- **Exercise directions**
Pull out every line below that contains the string "balcony". Case counts.

— start Supplied records —

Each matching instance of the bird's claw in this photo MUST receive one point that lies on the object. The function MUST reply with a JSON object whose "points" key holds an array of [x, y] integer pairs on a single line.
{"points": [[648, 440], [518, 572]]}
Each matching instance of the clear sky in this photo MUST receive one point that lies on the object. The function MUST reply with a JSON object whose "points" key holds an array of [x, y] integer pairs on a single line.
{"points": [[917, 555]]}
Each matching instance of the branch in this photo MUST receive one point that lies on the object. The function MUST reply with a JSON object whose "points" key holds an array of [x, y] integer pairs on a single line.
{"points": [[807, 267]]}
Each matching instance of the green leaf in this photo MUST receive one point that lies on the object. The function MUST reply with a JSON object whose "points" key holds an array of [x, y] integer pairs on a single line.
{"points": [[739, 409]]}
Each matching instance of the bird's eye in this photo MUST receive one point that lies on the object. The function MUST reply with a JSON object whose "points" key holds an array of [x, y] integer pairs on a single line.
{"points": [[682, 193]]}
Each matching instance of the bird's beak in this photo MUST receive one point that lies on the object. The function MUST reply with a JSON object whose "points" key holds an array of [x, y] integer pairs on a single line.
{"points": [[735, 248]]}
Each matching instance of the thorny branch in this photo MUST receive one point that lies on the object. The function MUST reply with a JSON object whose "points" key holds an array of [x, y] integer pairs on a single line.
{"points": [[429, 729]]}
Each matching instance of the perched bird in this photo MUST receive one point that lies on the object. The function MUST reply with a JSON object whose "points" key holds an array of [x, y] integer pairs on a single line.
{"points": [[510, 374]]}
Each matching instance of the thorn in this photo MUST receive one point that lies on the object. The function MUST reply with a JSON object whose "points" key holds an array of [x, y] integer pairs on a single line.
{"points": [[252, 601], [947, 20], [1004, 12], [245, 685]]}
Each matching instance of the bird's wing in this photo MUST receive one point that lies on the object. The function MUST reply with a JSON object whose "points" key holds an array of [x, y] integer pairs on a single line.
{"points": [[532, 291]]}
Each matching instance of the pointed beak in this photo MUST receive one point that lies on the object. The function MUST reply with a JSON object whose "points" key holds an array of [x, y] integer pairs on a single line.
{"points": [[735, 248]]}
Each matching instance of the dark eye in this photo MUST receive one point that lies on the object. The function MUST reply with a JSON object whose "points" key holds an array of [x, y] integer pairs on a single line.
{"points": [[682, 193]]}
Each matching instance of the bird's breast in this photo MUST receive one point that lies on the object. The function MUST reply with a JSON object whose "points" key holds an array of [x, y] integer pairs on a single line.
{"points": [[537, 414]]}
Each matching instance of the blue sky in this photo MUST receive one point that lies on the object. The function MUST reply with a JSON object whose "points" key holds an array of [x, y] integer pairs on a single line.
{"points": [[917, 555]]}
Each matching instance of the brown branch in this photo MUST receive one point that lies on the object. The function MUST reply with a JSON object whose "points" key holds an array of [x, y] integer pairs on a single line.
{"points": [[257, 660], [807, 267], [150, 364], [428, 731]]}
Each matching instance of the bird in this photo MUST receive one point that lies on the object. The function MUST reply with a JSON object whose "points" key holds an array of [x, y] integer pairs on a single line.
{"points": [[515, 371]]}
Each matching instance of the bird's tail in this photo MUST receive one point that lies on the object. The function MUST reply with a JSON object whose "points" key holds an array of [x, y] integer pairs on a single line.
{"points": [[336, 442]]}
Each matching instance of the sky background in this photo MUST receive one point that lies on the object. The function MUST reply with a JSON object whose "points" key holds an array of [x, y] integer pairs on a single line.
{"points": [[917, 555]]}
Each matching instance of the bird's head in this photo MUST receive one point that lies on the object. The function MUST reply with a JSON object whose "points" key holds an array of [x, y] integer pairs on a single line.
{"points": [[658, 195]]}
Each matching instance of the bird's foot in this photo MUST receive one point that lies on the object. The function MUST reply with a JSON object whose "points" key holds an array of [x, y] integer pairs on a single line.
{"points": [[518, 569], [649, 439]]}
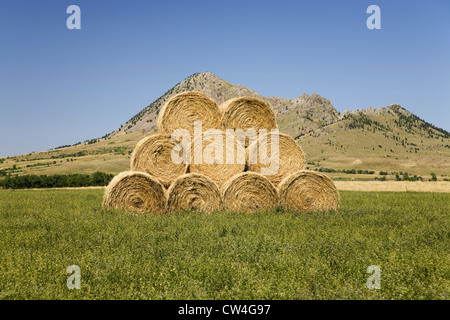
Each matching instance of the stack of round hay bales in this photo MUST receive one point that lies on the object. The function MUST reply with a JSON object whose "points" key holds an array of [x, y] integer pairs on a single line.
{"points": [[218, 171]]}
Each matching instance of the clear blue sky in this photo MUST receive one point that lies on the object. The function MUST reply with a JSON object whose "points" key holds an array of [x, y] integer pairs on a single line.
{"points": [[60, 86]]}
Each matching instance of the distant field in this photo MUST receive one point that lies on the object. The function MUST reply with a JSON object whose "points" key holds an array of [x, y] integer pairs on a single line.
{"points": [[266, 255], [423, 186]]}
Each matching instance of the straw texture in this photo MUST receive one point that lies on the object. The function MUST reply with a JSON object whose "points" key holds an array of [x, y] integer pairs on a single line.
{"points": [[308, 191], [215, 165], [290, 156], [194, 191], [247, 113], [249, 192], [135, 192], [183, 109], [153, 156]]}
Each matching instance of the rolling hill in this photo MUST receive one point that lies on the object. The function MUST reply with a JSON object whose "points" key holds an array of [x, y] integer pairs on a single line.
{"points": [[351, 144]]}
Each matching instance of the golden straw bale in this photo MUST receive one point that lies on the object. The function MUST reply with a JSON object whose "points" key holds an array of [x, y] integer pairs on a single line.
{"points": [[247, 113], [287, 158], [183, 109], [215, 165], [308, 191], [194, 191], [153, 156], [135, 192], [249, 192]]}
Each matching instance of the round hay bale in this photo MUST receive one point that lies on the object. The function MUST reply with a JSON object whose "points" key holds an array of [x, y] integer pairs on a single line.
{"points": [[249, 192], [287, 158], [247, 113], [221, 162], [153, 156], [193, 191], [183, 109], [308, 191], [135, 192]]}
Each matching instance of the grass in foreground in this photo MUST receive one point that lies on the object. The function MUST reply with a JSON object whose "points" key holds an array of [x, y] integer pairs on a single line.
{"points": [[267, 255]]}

— end Supplied records —
— start Supplied records —

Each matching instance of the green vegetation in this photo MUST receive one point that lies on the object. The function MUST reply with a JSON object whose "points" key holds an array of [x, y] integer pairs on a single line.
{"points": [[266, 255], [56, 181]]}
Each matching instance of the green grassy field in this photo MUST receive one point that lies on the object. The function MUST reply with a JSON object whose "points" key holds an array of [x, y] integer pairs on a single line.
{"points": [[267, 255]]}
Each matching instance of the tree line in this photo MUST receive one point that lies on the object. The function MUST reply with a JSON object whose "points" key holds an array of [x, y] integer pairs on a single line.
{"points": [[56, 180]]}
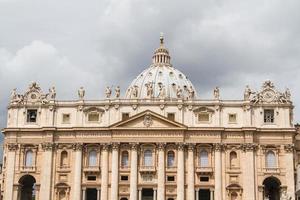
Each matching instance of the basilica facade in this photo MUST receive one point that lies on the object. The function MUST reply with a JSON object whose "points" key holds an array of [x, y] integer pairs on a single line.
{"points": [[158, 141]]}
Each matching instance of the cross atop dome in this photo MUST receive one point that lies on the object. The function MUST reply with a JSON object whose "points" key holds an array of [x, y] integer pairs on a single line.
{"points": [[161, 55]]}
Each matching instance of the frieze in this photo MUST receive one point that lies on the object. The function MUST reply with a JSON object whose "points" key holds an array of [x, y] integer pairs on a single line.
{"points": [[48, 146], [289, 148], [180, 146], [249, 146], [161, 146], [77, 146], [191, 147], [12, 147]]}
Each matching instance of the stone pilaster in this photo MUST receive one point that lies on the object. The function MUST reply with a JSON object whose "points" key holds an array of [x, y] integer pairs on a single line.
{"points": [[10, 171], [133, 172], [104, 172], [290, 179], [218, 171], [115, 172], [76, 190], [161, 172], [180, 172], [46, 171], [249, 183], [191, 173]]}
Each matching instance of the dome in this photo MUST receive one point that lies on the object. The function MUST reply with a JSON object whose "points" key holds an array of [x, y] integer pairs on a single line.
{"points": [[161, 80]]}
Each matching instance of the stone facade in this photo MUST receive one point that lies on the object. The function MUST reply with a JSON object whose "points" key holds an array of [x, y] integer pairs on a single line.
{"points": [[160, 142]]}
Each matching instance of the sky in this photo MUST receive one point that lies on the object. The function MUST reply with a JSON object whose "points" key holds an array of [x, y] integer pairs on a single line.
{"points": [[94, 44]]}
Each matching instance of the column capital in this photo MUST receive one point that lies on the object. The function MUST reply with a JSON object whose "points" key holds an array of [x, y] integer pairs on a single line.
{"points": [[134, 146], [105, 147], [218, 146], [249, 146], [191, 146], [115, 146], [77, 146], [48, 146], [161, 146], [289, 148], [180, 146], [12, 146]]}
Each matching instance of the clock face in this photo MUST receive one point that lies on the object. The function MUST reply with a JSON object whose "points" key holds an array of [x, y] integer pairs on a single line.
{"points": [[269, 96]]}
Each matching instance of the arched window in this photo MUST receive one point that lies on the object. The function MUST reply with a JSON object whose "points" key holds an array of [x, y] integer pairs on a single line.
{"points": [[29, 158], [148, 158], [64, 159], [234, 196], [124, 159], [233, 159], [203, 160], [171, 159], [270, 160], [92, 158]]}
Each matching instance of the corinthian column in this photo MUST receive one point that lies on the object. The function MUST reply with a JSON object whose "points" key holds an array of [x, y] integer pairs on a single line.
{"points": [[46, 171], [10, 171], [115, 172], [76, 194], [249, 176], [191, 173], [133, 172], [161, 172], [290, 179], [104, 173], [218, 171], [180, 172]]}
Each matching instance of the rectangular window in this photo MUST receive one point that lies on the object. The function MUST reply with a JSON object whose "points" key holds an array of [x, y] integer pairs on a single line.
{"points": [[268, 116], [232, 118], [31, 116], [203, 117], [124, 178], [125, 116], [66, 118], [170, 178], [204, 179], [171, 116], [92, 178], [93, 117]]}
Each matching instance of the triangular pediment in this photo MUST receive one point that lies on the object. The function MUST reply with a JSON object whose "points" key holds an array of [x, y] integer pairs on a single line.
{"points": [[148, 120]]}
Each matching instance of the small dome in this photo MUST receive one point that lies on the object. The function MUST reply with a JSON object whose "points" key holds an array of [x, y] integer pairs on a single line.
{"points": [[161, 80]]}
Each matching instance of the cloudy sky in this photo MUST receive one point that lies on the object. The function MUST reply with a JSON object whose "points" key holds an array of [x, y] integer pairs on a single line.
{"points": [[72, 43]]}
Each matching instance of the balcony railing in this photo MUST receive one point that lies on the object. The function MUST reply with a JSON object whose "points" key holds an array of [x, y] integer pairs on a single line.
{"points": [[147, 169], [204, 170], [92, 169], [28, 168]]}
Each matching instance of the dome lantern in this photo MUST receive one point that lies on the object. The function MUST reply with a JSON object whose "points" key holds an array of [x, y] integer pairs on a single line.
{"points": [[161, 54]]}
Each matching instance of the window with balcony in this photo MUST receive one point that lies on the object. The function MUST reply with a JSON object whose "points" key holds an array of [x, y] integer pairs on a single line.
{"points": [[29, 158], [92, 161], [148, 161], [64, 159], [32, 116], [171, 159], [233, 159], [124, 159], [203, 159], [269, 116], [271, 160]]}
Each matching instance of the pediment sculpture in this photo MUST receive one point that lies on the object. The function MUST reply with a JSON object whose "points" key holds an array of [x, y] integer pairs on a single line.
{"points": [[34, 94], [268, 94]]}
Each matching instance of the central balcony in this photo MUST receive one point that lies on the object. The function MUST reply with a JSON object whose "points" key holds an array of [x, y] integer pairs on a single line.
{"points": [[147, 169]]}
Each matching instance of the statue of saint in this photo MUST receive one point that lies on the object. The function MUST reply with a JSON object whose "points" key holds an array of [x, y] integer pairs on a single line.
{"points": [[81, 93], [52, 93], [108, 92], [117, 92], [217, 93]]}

— end Supplied records —

- **Result of the task**
Each matching instance of the balcony railing in this photo MUST receive one point that lies on the object. The function MUST reply with a JSON object whose "points" key holds an array of [x, y] integer pairs on a single line.
Each matching instance of the window with balcony in this photo MUST receive one point that lies on the object. The function MUST reply with a JSON object whose "points" key holds an array of [x, y] integer pairs on a single line.
Each matching instance of the central balcony in this photo MUST receive one point that lies on the object. The function MUST reply with a JSON object whose "points" key holds an array of [x, y] integer pairs on a single line.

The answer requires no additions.